## SELECTED TEXT
Dear colleagues,
We have open at BCAM in Bilbao two positions: one PostDoc and one Research technician.
The Research technician is intended as a bridge contract after the Master and before to start a PhD.
The deadline for both positions is the 16th of December 2022, here are the corresponding links:
Postdoc. Research program "Stochastic Modelling and Simulation of Anomalous Diffusion"
Research technician. Research program "Data Analysis for Anomalous Diffusion in Biological Media"
Below you can read a cut & paste of the research program.
Thank you very much.
Sincerely,
Gianni
==============
Effective treatment strategies for rare diseases based on gene therapy
Project summary
Gene therapy medicinal products (GTMPs) are one of the most promising biopharmaceuticals, which are beginning to show encouraging results. Gene therapy based on the administration of DNA, messenger RNA (mRNA) or short-hairpin RNA (shRNA) are intended for gene augmentation or gene suppression, whereas the use of small interfering RNA (siRNA), microRNA, antisense oligonucleotides (ASOs) or aptamers provides posttranslational gene silencing. The efforts and advances made in this area have led to the development of new therapeutic strategies to treat several disorders, many of them without currently available treatments, as rare diseases. A key challenge for the clinical application of nucleic acid medicinal products entails the availability of delivery systems specifically adapted to their features and purpose. For a successful gene therapy, the delivery systems have to protect the genetic material from degradation, facilitating its internalization in target cells and releasing them intracellularly. The first step for an efficient internalization of the nucleic acid is the interaction between the delivery system and the cell membrane. Therefore, the understanding of the intracellular behaviour of the nanodelivery systems, the nucleic acid they carry (mRNA, DNA, siRNA, shRNA or ASO) and the endosomes after the internalization process will allow to advance in the design of nucleic acid based-nanomedicines aiming to improve the effectiveness of gene therapy treatments, by developing strategies for an improved intracellular delivery and endosomal escape.
The issue of physical understanding and mathematical modelling of nanodelivering is still an open problem. As a matter of fact, anomalous diffusion emerged in living systems, namely, diffusing particles do not follow rules and properties of Brownian motion, and delivering by nanoparticles also goes according to anomalous diffusion such that modelling and understanding of anomalous diffusion is fundamental for gene therapy improvement. Therefore, new and advanced techniques are required for modelling such random motions and further studies needed for the understanding of the underlying statistical physics. It is well-known that anomalous diffusion is strongly related with fractional diffusion equations that are differential equations involving integral operators defined within the branch of mathematical analysis named Fractional Calculus. Under the point of view of statistical physics, these systems show not classical features as, for example, long-range correlations, power-law distributions, weak ergodicity breaking and aging. This framework calls for stochastic processes in inhomogeneous media and/or for heterogeneous ensembles of particles and then within the families, for example, of scaled Brownian motion and diffusing-diffusivity as well as those of the generalized gray Brownian motion and the superstatistical fractional Brownian motion, in general, and their under-damped extension.

## PROVIDED INFORMATION
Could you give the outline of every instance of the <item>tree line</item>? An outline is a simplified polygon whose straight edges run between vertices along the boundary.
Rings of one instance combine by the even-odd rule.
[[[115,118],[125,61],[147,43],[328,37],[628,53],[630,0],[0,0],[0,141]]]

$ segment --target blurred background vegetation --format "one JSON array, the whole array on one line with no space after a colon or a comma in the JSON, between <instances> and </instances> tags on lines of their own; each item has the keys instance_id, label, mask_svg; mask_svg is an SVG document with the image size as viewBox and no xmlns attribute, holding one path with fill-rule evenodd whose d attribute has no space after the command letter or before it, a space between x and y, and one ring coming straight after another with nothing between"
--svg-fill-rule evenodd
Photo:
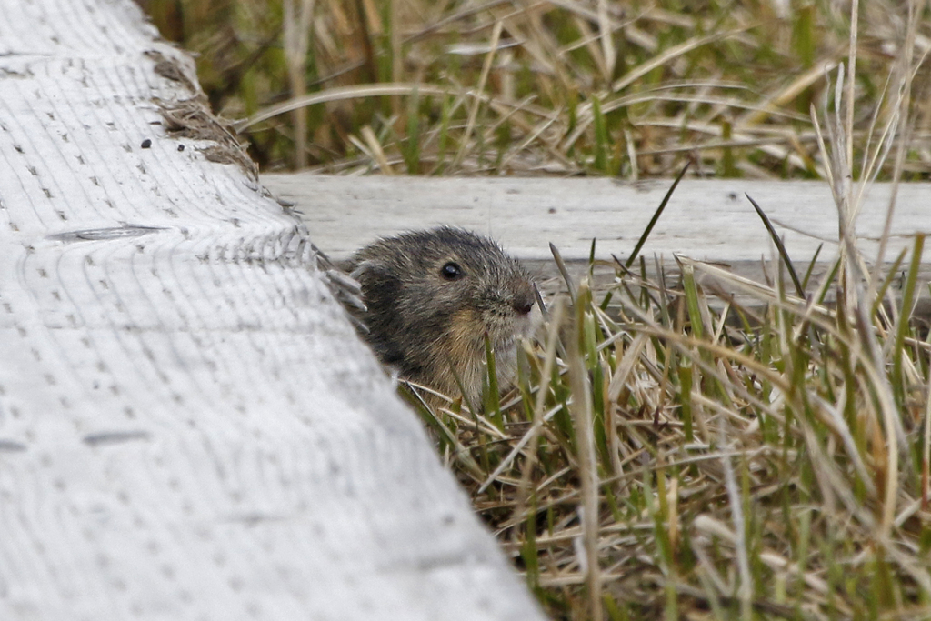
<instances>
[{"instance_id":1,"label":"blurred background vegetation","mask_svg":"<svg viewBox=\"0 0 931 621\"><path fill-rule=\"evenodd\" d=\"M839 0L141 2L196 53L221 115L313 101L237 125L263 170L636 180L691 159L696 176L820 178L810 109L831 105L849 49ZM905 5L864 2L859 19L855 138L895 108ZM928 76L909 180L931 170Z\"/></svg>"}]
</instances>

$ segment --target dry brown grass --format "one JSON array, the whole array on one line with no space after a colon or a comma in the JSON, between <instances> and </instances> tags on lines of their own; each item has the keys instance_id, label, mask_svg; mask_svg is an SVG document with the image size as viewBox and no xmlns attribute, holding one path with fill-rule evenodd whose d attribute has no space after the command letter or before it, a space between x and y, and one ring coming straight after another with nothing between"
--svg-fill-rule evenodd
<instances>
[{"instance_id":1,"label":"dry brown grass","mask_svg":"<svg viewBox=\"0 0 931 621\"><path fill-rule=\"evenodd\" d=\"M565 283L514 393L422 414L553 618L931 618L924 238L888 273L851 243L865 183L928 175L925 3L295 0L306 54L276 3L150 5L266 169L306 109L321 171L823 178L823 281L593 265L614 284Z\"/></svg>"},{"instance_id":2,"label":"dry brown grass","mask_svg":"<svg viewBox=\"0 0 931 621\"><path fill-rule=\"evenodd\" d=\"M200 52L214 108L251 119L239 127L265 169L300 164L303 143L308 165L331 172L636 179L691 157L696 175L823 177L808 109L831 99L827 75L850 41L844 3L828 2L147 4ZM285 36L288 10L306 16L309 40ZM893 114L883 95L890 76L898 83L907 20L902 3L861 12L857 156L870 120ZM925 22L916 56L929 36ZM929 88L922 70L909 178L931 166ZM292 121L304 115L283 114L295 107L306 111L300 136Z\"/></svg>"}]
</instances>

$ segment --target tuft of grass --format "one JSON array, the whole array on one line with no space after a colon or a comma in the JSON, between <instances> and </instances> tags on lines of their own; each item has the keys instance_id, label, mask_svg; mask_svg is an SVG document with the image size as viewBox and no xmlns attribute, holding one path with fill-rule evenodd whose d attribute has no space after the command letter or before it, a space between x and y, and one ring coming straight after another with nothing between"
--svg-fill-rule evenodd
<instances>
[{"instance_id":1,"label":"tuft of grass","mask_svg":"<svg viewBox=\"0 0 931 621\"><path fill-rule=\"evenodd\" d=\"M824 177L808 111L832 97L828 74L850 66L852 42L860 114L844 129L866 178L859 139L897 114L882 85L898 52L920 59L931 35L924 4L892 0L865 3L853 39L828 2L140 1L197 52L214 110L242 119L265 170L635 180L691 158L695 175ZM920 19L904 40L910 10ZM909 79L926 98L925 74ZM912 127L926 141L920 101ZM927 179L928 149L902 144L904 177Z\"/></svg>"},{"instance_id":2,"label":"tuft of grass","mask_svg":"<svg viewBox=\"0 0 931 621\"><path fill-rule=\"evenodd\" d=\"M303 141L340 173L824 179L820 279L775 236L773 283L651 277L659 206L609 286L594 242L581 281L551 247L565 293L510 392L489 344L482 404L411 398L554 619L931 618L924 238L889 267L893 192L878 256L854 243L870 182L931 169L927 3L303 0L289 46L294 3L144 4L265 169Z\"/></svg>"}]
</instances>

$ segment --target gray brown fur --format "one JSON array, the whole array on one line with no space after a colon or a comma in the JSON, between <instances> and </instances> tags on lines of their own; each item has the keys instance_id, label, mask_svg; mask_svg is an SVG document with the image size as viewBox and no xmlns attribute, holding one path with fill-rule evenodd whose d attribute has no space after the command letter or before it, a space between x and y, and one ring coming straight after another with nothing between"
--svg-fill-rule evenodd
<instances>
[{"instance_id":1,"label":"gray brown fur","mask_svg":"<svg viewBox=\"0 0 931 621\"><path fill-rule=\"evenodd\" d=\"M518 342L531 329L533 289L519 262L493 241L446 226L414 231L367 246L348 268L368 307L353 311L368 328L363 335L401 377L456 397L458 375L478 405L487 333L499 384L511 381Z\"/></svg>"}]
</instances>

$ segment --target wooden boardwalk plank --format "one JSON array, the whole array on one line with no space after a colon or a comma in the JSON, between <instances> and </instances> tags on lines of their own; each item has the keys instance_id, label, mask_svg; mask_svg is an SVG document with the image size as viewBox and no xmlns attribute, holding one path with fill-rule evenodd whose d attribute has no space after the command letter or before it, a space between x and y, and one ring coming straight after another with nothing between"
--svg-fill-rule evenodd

## PROBLEM A
From the BCAM announcement, copy the stretch from "The Research technician" through "you very much.".
## PROBLEM B
Check each statement against the BCAM announcement. Answer yes or no, and quote the words that decide it.
(i) Both positions share the same application deadline.
(ii) The research technician position is meant for people who have already completed a PhD.
(iii) Particles diffusing in living systems follow the rules of Brownian motion.
## PROBLEM C
List every non-classical feature that the BCAM announcement says these systems show from the point of view of statistical physics.

## ANSWER SECTION A
The Research technician is intended as a bridge contract after the Master and before to start a PhD.
The deadline for both positions is the 16th of December 2022, here are the corresponding links:
Postdoc. Research program "Stochastic Modelling and Simulation of Anomalous Diffusion"
Research technician. Research program "Data Analysis for Anomalous Diffusion in Biological Media"
Below you can read a cut & paste of the research program.
Thank you very much.

## ANSWER SECTION B
(i) Yes: "The deadline for both positions is the 16th of December 2022"
(ii) No: "intended as a bridge contract after the Master and before to start a PhD"
(iii) No: "diffusing particles do not follow rules and properties of Brownian motion"

## ANSWER SECTION C
long-range correlations
power-law distributions
weak ergodicity breaking
aging